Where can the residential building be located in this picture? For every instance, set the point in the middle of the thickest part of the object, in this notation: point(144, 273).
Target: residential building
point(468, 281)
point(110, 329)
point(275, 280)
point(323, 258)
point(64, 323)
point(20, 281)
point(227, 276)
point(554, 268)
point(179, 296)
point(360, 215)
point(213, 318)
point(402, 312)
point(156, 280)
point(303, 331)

**DIRECTION:** Reproduce every entry above verbatim, line for line.

**SOLUTION TO THIS EXERCISE:**
Where can the residential building be located in this picture? For every instance, set the point in the middle of the thickest part of the object, in this notation: point(144, 273).
Target: residential building
point(468, 281)
point(110, 329)
point(275, 280)
point(323, 258)
point(64, 323)
point(20, 281)
point(227, 276)
point(554, 268)
point(179, 296)
point(360, 215)
point(213, 318)
point(402, 312)
point(156, 280)
point(303, 331)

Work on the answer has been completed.